During one of the discussions, we explained how the network graph visualization can be used to analyse the association of your company (@CompanyName) with different #tags.  By understanding how the customers (existing/potential) are associating the company with an idea or an event (#tag) we can derive insights on our company is being perceived by the customers. More association with #tag representing negative idea or sentiment will flag out the areas of concern which need attention. Similarly, by analysing associations of competitor (@CompetitorName) with certain events or ideas (#tags) will show the where competitors are doing well from customer’s perspective.  These insights can be used to formulate marketing strategies.
Future Work
- Font colours of Word Cloud could be of one single colour to minimize distractions
- Improve on Word Cloud's Minimum Frequency filter to allow user to enter the frequency range, rather than using a slider that has hard-coded limits (currently at 500)

####################

Given problem 1: Reproduce word for word the part of the network graph passage starting at "Future Work" and ending at "(currently at 500)".

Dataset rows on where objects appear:
####################

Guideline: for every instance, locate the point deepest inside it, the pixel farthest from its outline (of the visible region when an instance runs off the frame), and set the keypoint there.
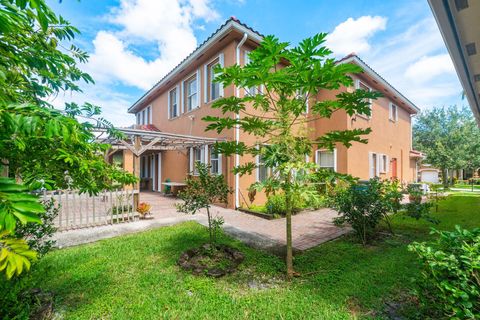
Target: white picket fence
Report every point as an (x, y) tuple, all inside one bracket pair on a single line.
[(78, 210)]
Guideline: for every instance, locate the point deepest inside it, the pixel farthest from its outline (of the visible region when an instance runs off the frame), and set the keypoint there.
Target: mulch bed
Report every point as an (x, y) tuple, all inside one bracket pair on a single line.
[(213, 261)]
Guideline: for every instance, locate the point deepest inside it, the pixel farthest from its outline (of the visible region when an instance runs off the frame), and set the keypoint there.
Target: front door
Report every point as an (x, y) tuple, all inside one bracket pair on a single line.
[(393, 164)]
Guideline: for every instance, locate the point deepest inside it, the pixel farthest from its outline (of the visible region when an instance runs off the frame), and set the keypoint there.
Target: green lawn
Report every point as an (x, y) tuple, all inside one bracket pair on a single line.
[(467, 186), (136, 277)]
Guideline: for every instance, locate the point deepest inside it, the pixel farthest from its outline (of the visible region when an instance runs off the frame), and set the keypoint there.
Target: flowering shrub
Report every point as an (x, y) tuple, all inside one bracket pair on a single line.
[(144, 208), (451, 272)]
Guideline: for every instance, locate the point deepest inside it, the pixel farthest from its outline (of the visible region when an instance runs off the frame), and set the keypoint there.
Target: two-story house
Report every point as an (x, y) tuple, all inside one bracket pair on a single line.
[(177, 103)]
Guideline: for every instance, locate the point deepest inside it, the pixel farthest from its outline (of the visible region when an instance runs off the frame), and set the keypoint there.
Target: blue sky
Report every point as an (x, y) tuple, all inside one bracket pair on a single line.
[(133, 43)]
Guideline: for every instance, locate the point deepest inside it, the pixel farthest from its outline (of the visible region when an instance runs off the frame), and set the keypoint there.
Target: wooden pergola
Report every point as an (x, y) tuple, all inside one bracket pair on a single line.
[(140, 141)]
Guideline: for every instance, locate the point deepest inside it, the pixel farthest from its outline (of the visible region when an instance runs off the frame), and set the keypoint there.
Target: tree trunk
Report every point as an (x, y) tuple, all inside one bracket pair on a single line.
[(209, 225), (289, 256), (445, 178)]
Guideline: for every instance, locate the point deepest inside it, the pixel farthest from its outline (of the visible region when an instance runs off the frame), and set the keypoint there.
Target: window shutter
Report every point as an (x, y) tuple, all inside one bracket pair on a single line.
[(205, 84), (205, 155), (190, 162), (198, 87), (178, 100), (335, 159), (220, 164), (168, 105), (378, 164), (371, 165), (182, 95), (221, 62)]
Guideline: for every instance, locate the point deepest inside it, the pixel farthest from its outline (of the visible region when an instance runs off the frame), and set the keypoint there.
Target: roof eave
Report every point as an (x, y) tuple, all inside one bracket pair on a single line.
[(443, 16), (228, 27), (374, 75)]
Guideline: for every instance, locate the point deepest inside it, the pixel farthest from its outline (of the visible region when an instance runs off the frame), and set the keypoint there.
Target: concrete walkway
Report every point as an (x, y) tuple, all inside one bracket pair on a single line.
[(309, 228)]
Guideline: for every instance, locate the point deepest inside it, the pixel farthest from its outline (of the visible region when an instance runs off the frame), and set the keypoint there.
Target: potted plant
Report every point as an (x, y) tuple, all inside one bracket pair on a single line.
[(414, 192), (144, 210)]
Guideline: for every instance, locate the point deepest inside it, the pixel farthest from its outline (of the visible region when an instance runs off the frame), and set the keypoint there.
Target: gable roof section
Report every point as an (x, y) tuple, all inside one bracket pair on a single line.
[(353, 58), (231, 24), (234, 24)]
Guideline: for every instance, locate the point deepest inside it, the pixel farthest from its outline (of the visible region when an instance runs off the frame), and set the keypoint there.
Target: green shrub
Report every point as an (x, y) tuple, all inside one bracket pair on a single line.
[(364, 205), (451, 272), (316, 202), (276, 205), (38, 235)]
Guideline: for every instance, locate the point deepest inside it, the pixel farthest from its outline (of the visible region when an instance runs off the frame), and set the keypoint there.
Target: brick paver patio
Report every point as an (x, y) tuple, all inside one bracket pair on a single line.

####################

Given problem 2: Please quote the dataset rows exactly, starting at their first line and ending at the line that contains "[(78, 210)]". Leave the pictures out of your answer.

Complete output 1:
Future Work
- Font colours of Word Cloud could be of one single colour to minimize distractions
- Improve on Word Cloud's Minimum Frequency filter to allow user to enter the frequency range, rather than using a slider that has hard-coded limits (currently at 500)

Complete output 2:
Guideline: for every instance, locate the point deepest inside it, the pixel farthest from its outline (of the visible region when an instance runs off the frame), and set the keypoint there.
Target: white picket fence
Report every point as an (x, y) tuple, all inside one bracket pair on a single line.
[(78, 210)]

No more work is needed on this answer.